• _EXERCISE_:
Within the records below, reproduce without change the lines from the line that has "239, row 11." through the line that has "13, row 106.", and only those.

(Extracted data entries)

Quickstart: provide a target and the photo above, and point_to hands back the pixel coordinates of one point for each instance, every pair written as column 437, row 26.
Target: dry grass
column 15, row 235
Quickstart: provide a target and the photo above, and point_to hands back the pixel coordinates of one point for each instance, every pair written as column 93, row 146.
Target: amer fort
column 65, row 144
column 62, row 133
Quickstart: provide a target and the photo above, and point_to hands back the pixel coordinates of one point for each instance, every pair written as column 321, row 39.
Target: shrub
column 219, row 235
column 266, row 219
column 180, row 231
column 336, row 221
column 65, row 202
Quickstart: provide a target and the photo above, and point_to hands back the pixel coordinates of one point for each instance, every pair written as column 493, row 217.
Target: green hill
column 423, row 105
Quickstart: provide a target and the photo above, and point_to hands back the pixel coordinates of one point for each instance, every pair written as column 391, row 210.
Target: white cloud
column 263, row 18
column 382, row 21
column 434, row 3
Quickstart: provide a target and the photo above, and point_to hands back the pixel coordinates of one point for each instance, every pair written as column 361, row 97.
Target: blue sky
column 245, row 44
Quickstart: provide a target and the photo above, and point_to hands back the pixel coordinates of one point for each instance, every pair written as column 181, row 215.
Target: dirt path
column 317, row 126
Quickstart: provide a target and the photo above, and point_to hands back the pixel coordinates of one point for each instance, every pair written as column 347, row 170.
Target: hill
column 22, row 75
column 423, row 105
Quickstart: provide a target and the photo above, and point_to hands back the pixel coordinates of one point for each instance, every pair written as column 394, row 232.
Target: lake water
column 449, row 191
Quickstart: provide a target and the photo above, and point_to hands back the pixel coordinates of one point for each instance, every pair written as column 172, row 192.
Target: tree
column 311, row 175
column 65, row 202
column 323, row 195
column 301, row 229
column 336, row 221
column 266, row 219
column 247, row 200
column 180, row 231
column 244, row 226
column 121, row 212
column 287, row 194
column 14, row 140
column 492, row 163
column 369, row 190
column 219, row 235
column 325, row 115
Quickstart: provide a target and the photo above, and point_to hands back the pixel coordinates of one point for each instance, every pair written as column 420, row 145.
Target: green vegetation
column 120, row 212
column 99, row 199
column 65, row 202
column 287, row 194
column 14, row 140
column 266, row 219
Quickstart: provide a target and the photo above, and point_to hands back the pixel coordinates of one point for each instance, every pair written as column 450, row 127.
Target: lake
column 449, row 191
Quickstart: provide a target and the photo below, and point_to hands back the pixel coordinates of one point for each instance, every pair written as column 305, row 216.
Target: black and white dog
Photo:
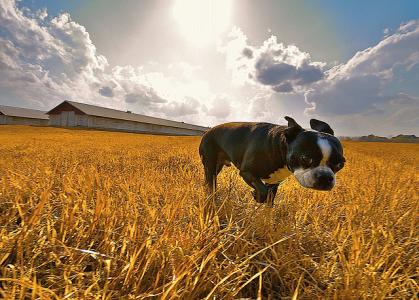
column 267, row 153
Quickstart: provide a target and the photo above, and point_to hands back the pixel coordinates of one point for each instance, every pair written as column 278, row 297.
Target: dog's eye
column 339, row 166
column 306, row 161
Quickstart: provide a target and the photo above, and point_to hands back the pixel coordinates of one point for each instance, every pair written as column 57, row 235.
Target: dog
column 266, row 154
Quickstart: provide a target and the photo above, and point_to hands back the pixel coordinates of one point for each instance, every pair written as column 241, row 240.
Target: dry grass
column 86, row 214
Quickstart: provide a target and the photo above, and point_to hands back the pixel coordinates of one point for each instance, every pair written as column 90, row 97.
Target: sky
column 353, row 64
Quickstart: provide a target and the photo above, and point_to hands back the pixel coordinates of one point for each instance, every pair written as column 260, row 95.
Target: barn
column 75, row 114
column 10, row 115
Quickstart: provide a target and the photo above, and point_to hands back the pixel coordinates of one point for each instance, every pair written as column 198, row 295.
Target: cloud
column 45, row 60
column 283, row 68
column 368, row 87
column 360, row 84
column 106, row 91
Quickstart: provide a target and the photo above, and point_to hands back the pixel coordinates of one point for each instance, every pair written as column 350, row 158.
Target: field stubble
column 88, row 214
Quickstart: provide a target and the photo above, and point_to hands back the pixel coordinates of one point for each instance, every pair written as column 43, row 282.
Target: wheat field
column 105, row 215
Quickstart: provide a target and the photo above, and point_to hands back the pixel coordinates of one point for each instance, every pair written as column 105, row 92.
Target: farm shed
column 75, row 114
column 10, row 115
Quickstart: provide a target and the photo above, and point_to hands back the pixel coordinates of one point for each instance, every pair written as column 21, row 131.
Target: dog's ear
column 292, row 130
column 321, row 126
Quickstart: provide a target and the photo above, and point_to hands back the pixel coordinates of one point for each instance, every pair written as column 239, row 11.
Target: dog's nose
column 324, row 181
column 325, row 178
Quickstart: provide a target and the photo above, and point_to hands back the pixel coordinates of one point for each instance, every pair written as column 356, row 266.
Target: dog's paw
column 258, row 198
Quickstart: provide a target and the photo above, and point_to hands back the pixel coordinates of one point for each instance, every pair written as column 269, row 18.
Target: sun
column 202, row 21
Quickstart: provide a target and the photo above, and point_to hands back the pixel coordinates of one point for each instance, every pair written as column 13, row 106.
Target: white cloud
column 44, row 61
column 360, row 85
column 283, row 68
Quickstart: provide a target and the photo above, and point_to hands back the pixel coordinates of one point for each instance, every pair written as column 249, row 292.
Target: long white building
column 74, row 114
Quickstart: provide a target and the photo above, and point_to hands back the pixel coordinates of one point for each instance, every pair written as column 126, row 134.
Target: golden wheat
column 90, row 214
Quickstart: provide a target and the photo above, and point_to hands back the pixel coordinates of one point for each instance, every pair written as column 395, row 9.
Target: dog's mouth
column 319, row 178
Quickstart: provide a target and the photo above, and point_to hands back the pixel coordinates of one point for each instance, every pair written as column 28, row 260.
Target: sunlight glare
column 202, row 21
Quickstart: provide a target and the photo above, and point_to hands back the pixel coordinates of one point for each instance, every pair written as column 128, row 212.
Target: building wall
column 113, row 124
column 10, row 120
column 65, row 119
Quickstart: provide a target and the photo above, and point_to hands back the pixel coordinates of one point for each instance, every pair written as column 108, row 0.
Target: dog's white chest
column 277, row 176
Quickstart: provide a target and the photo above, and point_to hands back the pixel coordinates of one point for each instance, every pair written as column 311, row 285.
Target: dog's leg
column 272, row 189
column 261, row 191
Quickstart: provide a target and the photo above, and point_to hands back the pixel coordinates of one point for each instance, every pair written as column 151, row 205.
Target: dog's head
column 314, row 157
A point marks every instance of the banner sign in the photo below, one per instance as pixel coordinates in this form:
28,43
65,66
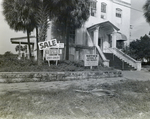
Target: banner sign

• _EXERCISE SOLUTION_:
Quickstart: provide a target and the photo above, and point_to hands back the pixel coordinates of one point for each instance, every pair written as column 239, row 11.
Target: dog's nose
column 324, row 181
column 325, row 178
Quickstart: provide a target and the photo above, and point_to hands back the pixel coordinates of one point for each instance, every pair written as column 356, row 266.
Target: dog's paw
column 258, row 198
Quickstart: provide a target and the photo above, and point_to hands back the pixel coordinates of one point for each instance, every pair written as column 269, row 18.
Target: sun
column 202, row 21
Quickstart: provide a target and the photo above, and point_to hands back the pixel coordinates of one point for each instance, every pair written as column 13, row 106.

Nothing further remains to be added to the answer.